This fellow has never read the operator's manual. Notice he depresses the clutch each time he changes speeds on the selector. That's completely un- necessary with this system that was designed to change speeds without using the clutch. The only time it's necessary to depress the clutch is to stop and or to stop and shift from F to R and vise versa or go to park and I'm not certain about Park, it's been a few years. 


The central portion of this sheave must slide freely up and down the full designed distance to operate speeds 1-7.


----------



## lenaitch (Feb 10, 2014)

Drachenfire: I don't own any of the machines listed, but have owned a John Deere 170 (14hp Kawasaki) since 1988 so am a big fan of green and yellow. We used the heck out of it when we had a farm and it's starting to show its age and I've been looking around a bit. In all those years I've only replaced the electric PTO clutch (not counting consumables). From what I've read, the E110 might be a little light if you have a lot of grades and are 'of a larger frame'. The E130 comes with their Easy Change oil filter/container but I don't know the cost/benefit of the 30-second oil change.
Around here JD seems the most popular; a few Cub Cadets whose owners seem happy with. No Huskies that I have seen.


Good luck!


----------



## ron45 (Feb 25, 2014)

Just my opinion.

Any 42" zero turn mower is better then any 42" rider.

Lower to ground and able to take slopes better.
Better turning radius
Easier to operate. 
Drastically cuts the mowing time. 
etc., etc..


----------



## chandler48 (Jun 5, 2017)

If you consider a ZTR be aware you do not go up and down hills. You transverse them sideways. The motor sits too far back on the frame and the unit will tilt backwards. Just for information.


----------



## Drachenfire (Jun 6, 2017)

ron45 said:


> Just my opinion.
> 
> Any 42" zero turn mower is better then any 42" rider.


While a ZT would be nice to have, they are definitely way out of my price range.


----------



## 660catman (Aug 25, 2019)

I’d go with the JD E110. You did good getting 25 years out of an MTD. That said I still have my poor man’s Deere, a Sabre 17/42 hydro and bagger. Belts, blades and head gasket is all I have done in 20 years on my 2.2 acres. 
It’s going to be hard riding a new one with all the quirks of a different brand. I hate my MIL’s Cub Cadet when I cut her yard once in a while. 


Retired guy from Southern Manitoba, Canada.


----------



## Porsche986S (Dec 10, 2017)

Drachenfire said:


> While a ZT would be nice to have, they are definitely way out of my price range.


If buying new probably true but don't rule out used . Do you have any REAL mower shops/small engine repair shops near you ? Go check them out they may have a trade in that has service history . Most decent yard/garden tractors and zero turns have hour meters . If they haven't been tampered with AND there is service history I would have no problem buying a machine with 500 hours on it as an example .

###

- TASK SET:
1. Answer these questions using the mower forum thread.
(a) What part has lenaitch replaced on the John Deere 170, apart from consumables?
(b) According to chandler48, how should a ZTR be driven on hills?
(c) What work has 660catman done on the Sabre 17/42 in 20 years?
2. Decide whether each statement agrees with the mower forum thread. Answer yes or no, and quote the words that decide it.
(a) lenaitch has owned the John Deere 170 since 1988.
(b) Drachenfire says a zero turn mower fits within their budget.
(c) Porsche986S would refuse to buy a machine with 500 hours on it.
The records that come next are separate material and have no connection to the mower forum thread.

###

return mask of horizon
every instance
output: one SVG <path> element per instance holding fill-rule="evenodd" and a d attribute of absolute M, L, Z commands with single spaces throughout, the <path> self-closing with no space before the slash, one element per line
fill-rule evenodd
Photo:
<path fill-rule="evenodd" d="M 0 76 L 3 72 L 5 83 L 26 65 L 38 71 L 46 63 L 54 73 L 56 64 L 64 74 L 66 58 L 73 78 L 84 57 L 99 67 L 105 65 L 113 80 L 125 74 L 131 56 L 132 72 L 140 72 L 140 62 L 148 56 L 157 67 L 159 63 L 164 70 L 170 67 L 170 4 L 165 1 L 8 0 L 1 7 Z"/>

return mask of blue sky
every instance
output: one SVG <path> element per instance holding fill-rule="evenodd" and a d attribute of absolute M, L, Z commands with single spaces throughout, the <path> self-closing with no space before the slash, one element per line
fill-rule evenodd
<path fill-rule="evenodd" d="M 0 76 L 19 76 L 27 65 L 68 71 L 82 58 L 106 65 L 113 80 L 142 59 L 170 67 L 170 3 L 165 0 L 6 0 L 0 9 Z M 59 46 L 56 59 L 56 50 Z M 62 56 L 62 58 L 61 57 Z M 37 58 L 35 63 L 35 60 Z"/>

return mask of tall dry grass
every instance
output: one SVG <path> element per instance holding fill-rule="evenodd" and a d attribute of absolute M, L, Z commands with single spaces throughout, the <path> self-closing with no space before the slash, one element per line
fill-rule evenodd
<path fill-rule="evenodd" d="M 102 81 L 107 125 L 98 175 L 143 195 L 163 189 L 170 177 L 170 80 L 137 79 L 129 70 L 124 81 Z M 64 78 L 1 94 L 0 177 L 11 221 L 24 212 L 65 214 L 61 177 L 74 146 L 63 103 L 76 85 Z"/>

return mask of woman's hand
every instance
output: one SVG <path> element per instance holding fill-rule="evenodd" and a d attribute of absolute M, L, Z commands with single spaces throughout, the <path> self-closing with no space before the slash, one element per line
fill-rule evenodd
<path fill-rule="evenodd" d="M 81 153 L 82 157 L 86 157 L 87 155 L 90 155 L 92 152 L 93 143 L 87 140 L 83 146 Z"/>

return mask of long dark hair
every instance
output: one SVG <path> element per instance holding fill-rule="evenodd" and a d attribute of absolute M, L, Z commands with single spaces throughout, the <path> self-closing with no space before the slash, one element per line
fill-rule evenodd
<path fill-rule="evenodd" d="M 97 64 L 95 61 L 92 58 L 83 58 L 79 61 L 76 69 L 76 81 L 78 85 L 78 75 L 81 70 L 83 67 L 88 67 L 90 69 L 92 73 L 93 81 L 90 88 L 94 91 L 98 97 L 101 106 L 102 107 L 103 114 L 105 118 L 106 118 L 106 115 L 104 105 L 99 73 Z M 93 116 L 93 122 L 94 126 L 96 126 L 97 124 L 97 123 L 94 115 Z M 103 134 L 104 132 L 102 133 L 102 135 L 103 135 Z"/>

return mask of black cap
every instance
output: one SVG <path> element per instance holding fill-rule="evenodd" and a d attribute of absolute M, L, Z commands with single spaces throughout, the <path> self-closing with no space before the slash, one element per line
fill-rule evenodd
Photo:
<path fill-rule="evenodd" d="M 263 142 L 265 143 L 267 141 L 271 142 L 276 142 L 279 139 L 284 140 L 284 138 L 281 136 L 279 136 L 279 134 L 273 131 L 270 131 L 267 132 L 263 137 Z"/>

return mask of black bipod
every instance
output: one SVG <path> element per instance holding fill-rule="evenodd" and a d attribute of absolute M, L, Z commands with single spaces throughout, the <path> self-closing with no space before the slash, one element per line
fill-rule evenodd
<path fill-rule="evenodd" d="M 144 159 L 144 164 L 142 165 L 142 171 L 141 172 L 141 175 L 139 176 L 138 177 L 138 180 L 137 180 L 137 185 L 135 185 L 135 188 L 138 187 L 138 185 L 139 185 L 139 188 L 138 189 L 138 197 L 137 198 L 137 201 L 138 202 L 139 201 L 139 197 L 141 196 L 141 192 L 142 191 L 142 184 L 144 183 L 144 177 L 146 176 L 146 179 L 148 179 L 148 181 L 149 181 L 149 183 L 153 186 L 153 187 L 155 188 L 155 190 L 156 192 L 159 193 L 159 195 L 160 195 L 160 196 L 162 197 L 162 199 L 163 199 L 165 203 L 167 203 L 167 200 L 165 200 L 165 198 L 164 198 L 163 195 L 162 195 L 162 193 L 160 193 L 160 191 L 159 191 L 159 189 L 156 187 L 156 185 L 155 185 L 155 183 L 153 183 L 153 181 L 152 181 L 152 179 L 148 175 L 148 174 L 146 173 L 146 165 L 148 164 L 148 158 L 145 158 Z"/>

###

- FULL SOLUTIONS:
1.
(a) The electric PTO clutch.
(b) Sideways across them, not up and down.
(c) Belts, blades and a head gasket.

2.
(a) Yes: "have owned a John Deere 170 (14hp Kawasaki) since 1988"
(b) No: "they are definitely way out of my price range"
(c) No: "I would have no problem buying a machine with 500 hours on it as an example"